> TASK PROMPT
Without the pictures, restate all of the data below word for word.
** Opening GIVEN DATA block **
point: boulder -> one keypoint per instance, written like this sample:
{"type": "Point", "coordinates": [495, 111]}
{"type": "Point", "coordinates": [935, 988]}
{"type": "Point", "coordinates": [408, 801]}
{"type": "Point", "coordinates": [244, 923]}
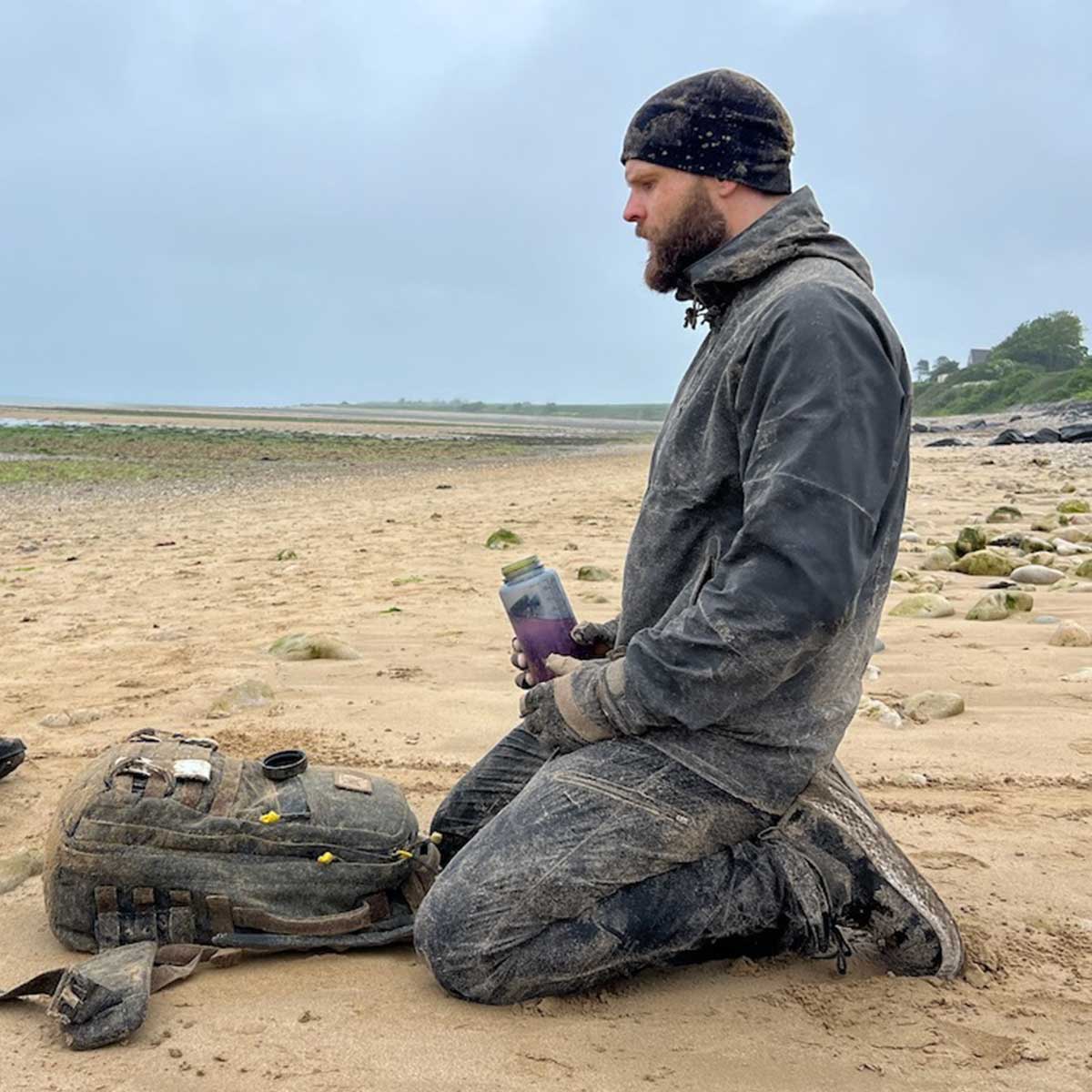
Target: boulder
{"type": "Point", "coordinates": [1007, 438]}
{"type": "Point", "coordinates": [970, 540]}
{"type": "Point", "coordinates": [992, 607]}
{"type": "Point", "coordinates": [876, 710]}
{"type": "Point", "coordinates": [933, 705]}
{"type": "Point", "coordinates": [1076, 434]}
{"type": "Point", "coordinates": [984, 562]}
{"type": "Point", "coordinates": [923, 605]}
{"type": "Point", "coordinates": [1070, 634]}
{"type": "Point", "coordinates": [1036, 574]}
{"type": "Point", "coordinates": [939, 560]}
{"type": "Point", "coordinates": [1032, 544]}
** Closing GIVEN DATA block **
> RESULT OF THE TASK
point: boulder -> one keypoint per instance, written like this sample:
{"type": "Point", "coordinates": [495, 111]}
{"type": "Point", "coordinates": [935, 988]}
{"type": "Point", "coordinates": [408, 801]}
{"type": "Point", "coordinates": [244, 923]}
Target: boulder
{"type": "Point", "coordinates": [1007, 438]}
{"type": "Point", "coordinates": [970, 540]}
{"type": "Point", "coordinates": [992, 607]}
{"type": "Point", "coordinates": [876, 710]}
{"type": "Point", "coordinates": [933, 705]}
{"type": "Point", "coordinates": [1076, 434]}
{"type": "Point", "coordinates": [984, 562]}
{"type": "Point", "coordinates": [923, 605]}
{"type": "Point", "coordinates": [1070, 634]}
{"type": "Point", "coordinates": [1036, 574]}
{"type": "Point", "coordinates": [939, 560]}
{"type": "Point", "coordinates": [1032, 544]}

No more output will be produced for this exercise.